**Requirement:** Please reproduce word for word the part of the forum thread below on insuring a foreign registered car, from "A car, by law, must" to "German equivalent is).".

**Source:**
○ ○ ○ ○ ○

# Insuring a foreign registered car



## johnnyguitar (Mar 24, 2010)

Here's another question relating to http://www.detailingworld.co.uk/forum/showthread.php?t=188855

I just spoke to an Irish insurance company that also insures cars in the UK to find out if they insured Irish registered cars for use in the UK and was told that you just get the standard 93 days foreign use cover. I then asked what what happen if I lived in the south, a commutable distance from somewhere like Belfast and did that journey everyday. They would still only cover me for 93 days total throughout a year. Seems daft really - is there a reason why they would do this?


----------



## Shiny (Apr 23, 2007)

A car, by law, must be insured by it's country of registration.

i.e. if you are driving a German registered car in the UK, you must insure it in Germany and it must be roadworthy according to German laws and have a German MOT (or whatever the German equivalent is).

You will then need to extend the policy to include foreign use to use it in the UK.

The trouble with most Insurers is that they only give foreign use for a limited period, 45, 60, 90 days etc, depending on the Insurers. So if you intend to do it annually, you will need to find an Insurer who is happy to provide annual foreign use.


----------



## johnnyguitar (Mar 24, 2010)

Thanks for the input Lloyd.
What I thought was odd was that if you lived in somewhere like Dundalk, in the Rep of Ireland, and you commuted daily to, let's say Newry in the North (and therefore the UK) - a 20 minute journey essentially and something that some people are bound to do, according to the insurer I spoke to you'd only be able to do that for 93 days a year which would mean you'd have to have a car on each side of the border to be able to do it legitimately. Seems crazy!! 

Does nobody make a provision for this sort of thing?


----------



## steveo3002 (Jan 30, 2006)

yeah but who counts the 93 days 

say if you crash half way through the year , they dont know if youve done that trip everyday or the first time that day


----------



## johnnyguitar (Mar 24, 2010)

That's very true and I think would be difficult to prove (although I would start to get edgy about risking it).


----------

○ ○ ○ ○ ○

**Dataset entries:**
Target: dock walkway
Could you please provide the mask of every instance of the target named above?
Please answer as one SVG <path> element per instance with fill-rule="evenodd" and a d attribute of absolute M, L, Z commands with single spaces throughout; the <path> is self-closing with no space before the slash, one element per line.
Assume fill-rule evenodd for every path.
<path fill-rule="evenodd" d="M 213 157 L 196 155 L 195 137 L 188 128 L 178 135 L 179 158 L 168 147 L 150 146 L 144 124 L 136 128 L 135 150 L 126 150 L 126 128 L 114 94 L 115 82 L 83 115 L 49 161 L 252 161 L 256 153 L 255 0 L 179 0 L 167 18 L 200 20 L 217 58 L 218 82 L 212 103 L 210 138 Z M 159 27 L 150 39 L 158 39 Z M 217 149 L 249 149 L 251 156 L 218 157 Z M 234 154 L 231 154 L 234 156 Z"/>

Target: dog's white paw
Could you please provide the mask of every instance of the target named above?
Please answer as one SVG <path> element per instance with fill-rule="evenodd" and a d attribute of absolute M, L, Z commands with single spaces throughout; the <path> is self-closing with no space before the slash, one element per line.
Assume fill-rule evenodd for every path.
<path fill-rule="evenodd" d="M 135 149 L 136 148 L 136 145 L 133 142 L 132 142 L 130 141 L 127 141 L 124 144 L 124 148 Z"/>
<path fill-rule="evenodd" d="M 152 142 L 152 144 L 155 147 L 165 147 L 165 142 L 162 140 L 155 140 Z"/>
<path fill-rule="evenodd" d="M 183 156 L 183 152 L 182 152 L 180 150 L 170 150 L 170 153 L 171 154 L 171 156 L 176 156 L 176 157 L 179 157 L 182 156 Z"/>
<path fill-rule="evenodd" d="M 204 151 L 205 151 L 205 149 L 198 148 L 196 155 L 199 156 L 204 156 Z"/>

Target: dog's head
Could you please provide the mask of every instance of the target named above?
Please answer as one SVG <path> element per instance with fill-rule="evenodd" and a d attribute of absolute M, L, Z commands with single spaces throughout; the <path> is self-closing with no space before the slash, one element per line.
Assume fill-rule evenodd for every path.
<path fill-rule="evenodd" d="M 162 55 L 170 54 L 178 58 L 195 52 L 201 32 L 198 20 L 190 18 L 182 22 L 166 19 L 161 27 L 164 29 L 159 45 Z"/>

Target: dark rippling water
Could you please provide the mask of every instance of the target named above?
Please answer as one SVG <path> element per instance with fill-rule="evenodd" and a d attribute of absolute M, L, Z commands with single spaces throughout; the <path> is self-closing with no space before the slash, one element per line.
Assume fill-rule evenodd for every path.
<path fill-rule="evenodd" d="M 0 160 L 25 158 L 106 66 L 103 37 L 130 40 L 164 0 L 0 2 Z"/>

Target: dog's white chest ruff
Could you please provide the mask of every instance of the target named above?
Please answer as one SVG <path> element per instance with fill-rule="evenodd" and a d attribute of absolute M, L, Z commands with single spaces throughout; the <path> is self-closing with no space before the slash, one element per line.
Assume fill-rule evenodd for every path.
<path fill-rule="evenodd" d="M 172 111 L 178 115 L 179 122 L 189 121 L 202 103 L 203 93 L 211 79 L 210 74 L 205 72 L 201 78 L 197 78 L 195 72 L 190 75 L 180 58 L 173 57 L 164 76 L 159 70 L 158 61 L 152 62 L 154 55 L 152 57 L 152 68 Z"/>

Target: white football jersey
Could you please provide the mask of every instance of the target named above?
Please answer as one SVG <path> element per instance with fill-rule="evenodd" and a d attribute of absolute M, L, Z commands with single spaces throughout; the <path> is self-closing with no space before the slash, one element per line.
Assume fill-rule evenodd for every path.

○ ○ ○ ○ ○

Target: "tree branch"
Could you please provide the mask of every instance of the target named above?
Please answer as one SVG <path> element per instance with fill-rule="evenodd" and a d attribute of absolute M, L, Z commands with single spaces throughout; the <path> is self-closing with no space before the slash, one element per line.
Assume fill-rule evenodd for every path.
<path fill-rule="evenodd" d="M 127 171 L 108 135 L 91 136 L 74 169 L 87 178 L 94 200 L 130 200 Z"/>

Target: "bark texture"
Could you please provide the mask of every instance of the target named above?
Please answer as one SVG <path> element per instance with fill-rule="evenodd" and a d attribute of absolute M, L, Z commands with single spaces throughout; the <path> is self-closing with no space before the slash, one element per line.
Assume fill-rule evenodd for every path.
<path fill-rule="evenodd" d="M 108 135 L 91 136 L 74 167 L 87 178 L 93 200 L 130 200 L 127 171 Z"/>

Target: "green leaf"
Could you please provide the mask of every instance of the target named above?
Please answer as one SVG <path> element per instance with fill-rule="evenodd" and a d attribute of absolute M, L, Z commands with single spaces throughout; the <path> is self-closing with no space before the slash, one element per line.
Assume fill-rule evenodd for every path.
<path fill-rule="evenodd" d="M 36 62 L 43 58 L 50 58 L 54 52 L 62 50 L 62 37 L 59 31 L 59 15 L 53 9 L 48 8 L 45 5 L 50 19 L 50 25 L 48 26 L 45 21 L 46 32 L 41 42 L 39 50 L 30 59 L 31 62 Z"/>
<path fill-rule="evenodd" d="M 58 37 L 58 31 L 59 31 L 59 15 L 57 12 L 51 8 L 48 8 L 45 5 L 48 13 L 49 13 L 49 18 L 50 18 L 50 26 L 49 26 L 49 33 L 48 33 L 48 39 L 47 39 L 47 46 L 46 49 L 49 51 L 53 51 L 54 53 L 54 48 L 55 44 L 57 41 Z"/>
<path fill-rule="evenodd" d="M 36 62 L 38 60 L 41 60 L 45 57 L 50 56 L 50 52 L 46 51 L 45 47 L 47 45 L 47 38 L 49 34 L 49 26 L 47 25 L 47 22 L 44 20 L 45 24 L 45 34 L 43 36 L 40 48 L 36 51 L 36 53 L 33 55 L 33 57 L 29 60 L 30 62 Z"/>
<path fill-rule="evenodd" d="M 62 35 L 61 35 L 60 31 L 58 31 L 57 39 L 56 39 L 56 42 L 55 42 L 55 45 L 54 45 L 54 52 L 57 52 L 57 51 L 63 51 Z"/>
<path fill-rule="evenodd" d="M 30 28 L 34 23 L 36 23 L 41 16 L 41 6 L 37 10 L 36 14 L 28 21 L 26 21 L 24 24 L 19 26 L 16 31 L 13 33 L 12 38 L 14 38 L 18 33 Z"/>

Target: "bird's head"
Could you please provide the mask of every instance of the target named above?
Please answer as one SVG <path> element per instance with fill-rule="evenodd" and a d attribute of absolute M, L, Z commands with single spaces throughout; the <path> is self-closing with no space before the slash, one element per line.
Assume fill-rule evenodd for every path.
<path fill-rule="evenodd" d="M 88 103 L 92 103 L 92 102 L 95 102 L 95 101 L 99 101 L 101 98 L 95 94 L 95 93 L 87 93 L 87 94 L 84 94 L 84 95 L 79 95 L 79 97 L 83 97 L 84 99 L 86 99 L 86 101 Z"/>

○ ○ ○ ○ ○

**Answer below:**
A car, by law, must be insured by it's country of registration.

i.e. if you are driving a German registered car in the UK, you must insure it in Germany and it must be roadworthy according to German laws and have a German MOT (or whatever the German equivalent is).